Would you please write out each of the entries below exactly, omitting pictures?

▶ _EXERCISE DATA_:
*** Begin section ***

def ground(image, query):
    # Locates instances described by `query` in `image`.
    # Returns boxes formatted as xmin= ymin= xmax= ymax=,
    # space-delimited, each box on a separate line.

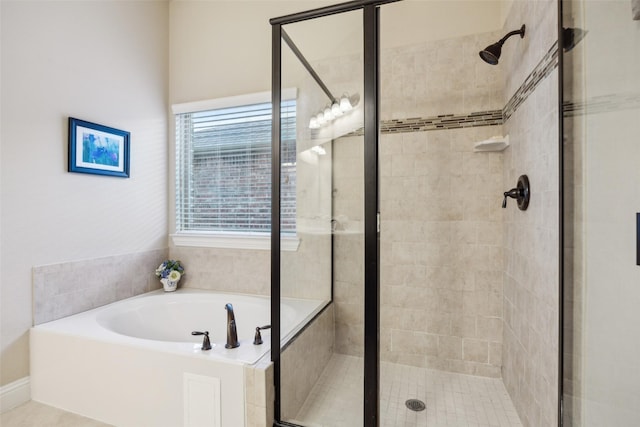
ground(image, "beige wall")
xmin=168 ymin=0 xmax=336 ymax=105
xmin=168 ymin=0 xmax=506 ymax=105
xmin=0 ymin=1 xmax=169 ymax=387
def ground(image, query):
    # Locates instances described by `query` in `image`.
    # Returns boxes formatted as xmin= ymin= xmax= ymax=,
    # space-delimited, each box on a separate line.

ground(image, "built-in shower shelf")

*** End section ***

▶ _RESPONSE AREA_:
def ground(image, query):
    # Locates instances described by `query` in `image`.
    # Returns boxes formatted as xmin= ymin= xmax= ymax=,
    # space-delimited, each box on a separate line.

ground(image, "beige wall")
xmin=168 ymin=0 xmax=336 ymax=105
xmin=168 ymin=0 xmax=506 ymax=105
xmin=0 ymin=1 xmax=169 ymax=387
def ground(image, query):
    # Locates instances described by `query` in `image`.
    # Returns boxes formatted as xmin= ymin= xmax= ymax=,
    # space-delimited, each box on a separate line.

ground(image, "built-in shower shelf")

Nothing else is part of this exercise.